「Note to the class: point to the man's hand」を含む行から最終行までの範囲を、両端を含め、空行を除いて番号付きリストの形に並べてください。
# # # #
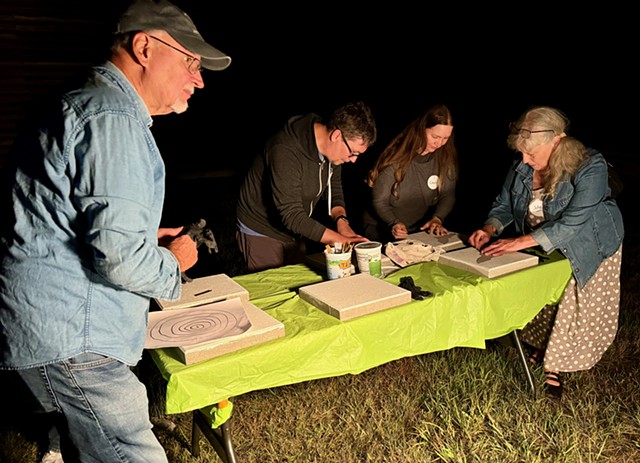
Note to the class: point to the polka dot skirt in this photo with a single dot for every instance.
(576, 333)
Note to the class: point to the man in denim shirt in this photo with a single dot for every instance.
(81, 251)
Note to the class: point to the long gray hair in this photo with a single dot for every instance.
(567, 156)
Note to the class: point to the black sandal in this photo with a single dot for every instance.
(553, 383)
(535, 359)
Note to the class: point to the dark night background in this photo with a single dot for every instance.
(487, 63)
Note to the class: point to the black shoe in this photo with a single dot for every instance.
(535, 359)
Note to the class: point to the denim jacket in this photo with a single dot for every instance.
(582, 221)
(79, 255)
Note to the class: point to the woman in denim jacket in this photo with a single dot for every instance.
(558, 197)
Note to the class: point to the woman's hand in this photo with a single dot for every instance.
(434, 227)
(480, 237)
(399, 231)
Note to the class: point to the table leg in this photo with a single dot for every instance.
(220, 438)
(525, 363)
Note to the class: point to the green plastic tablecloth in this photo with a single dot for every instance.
(464, 311)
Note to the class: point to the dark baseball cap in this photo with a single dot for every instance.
(144, 15)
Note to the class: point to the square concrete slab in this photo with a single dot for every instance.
(354, 296)
(447, 242)
(472, 260)
(206, 290)
(263, 328)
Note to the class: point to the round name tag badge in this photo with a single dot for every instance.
(535, 207)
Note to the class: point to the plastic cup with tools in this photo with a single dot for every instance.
(338, 263)
(369, 257)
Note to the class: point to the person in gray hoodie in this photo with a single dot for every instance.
(300, 164)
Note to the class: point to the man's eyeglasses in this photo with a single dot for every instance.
(351, 152)
(525, 133)
(193, 63)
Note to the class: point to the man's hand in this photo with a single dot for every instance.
(399, 231)
(434, 227)
(181, 246)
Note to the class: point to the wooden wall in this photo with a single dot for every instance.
(44, 44)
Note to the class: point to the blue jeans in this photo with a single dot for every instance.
(105, 408)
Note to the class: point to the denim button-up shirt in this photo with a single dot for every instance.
(582, 221)
(79, 255)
# # # #
> _作業結果_:
1. Note to the class: point to the man's hand in this photo with a single dot for every instance.
2. (399, 231)
3. (434, 227)
4. (181, 246)
5. Note to the class: point to the wooden wall in this photo with a single dot for every instance.
6. (44, 44)
7. Note to the class: point to the blue jeans in this photo with a single dot for every instance.
8. (105, 408)
9. Note to the class: point to the denim button-up shirt in this photo with a single dot for every instance.
10. (582, 221)
11. (79, 255)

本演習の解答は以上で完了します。